■ **Exercise details**
Print the records below verbatim, every line from the first to the last.

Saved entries
● ● ● ●
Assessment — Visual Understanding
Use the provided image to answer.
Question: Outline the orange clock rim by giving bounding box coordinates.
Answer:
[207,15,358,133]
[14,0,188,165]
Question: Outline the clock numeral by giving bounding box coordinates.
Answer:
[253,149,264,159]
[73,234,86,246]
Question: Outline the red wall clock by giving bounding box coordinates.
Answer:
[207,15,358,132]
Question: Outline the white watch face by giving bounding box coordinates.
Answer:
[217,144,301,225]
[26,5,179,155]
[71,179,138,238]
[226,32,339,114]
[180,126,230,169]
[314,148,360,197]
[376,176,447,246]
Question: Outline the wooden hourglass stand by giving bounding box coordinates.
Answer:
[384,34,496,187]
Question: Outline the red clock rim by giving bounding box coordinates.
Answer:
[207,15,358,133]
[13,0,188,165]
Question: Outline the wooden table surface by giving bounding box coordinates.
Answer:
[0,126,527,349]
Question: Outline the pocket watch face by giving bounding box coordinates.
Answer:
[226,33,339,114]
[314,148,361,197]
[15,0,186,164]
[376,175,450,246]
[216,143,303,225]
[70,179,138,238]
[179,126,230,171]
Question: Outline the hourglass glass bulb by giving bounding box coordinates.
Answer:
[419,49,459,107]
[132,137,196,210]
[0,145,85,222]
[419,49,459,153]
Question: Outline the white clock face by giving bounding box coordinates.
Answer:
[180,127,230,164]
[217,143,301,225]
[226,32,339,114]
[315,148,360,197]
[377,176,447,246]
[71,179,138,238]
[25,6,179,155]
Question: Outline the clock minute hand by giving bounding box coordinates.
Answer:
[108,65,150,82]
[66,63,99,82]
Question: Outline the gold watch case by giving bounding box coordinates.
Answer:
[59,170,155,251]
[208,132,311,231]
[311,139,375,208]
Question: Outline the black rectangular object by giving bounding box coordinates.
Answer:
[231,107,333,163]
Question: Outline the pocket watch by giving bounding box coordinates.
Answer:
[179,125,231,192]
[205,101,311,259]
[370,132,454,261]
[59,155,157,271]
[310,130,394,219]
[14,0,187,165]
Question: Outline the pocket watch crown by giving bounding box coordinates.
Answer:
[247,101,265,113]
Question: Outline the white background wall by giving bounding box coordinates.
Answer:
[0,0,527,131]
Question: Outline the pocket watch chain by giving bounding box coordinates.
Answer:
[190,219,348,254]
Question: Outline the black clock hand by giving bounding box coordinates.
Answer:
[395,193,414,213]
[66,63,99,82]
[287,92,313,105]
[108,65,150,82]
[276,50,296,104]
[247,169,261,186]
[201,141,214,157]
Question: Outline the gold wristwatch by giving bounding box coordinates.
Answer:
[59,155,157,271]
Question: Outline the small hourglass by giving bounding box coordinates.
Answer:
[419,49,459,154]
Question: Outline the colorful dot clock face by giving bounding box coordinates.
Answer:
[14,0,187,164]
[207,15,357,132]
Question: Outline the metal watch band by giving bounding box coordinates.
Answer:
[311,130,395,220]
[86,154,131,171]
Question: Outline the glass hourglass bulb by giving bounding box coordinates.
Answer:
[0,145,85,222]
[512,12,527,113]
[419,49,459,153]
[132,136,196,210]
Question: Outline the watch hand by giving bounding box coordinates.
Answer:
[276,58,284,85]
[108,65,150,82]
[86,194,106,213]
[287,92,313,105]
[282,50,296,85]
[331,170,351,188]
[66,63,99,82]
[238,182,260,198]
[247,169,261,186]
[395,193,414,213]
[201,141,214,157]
● ● ● ●
■ **Problem solution**
Assessment — Visual Understanding
Use the provided image to answer.
Question: Outline the orange clock rim by giving bounding box coordinates.
Answer:
[207,15,358,133]
[14,0,188,165]
Question: Outline the clock numeral by giving bounding box coordinates.
Answer:
[253,149,264,159]
[73,234,86,246]
Question: Outline the red wall clock by giving bounding box coordinates.
Answer:
[207,15,358,132]
Question: Outline the white watch face by giving bounding box coordinates.
Answer:
[217,144,301,225]
[26,5,179,155]
[71,179,138,238]
[226,32,339,114]
[180,126,230,169]
[314,148,360,197]
[376,176,447,246]
Question: Outline the wooden hourglass stand by giving bounding box coordinates.
Answer:
[384,34,496,187]
Question: Outline the red clock rim by giving bounding box coordinates.
Answer:
[207,15,358,133]
[13,0,188,165]
Question: Outline the wooden table surface by giving bounding box coordinates.
Answer:
[0,126,527,349]
Question: Outline the pocket watch face by giving bounding box coordinates.
Answer:
[226,33,339,114]
[314,148,361,197]
[15,0,186,164]
[376,175,450,246]
[216,143,303,225]
[70,179,138,238]
[179,126,230,171]
Question: Outline the hourglass glass bulb by giving bounding box coordinates.
Answer:
[419,49,459,107]
[132,137,196,210]
[0,145,85,222]
[419,49,459,153]
Question: Outline the white clock face by giving bounding box coordinates.
Answer:
[180,127,230,164]
[217,143,301,225]
[226,32,339,114]
[315,148,360,197]
[377,176,447,246]
[71,179,138,238]
[25,6,179,155]
Question: Outline the clock minute hand by giving bounding box coordinates.
Answer:
[108,65,150,82]
[66,63,99,82]
Question: Outline the gold watch case by giving bounding box coordinates.
Answer:
[59,170,155,251]
[208,132,311,231]
[311,139,375,208]
Question: Outline the black rectangular object by giving bounding box coordinates.
Answer:
[231,107,333,163]
Question: Outline the pocket watch by giving bounding box coordinates.
Answer:
[179,125,231,192]
[205,101,311,259]
[370,132,454,261]
[59,155,157,271]
[310,130,394,219]
[14,0,187,165]
Question: Outline the pocket watch crown by giving bounding box coordinates.
Answer:
[247,101,265,113]
Question: Outline the white background wall by giving bounding box coordinates.
Answer:
[0,0,527,131]
Question: Outline the pocket watch chain by giving bounding box coordinates.
Answer:
[190,219,348,254]
Question: Outline the black clock hand by giving bounding box coordinates.
Answer:
[395,193,414,213]
[66,63,99,82]
[287,92,313,105]
[108,65,150,82]
[276,50,296,104]
[247,169,261,186]
[201,141,214,157]
Question: Outline the gold wristwatch by giving bounding box coordinates.
Answer:
[59,155,157,271]
Question: Outline the small hourglass by giving bounding box coordinates.
Answer:
[419,49,459,154]
Question: Outline the colorful dot clock face by giving bounding box coordinates.
Answer:
[14,0,187,164]
[207,15,357,132]
Question: Outline the metal watch band by giving bounding box coordinates.
Answer:
[311,130,395,220]
[86,154,131,171]
Question: Outline the glass hourglass bulb by giving bounding box coordinates.
Answer:
[0,145,85,222]
[512,12,527,113]
[419,49,459,153]
[132,136,196,210]
Question: Outline the watch hand by giving bounding box coordinates.
Answer:
[276,58,284,85]
[108,65,150,82]
[86,194,106,213]
[287,92,313,105]
[282,50,296,85]
[331,170,351,188]
[66,63,99,82]
[238,182,260,198]
[247,169,261,186]
[395,193,414,213]
[201,141,214,157]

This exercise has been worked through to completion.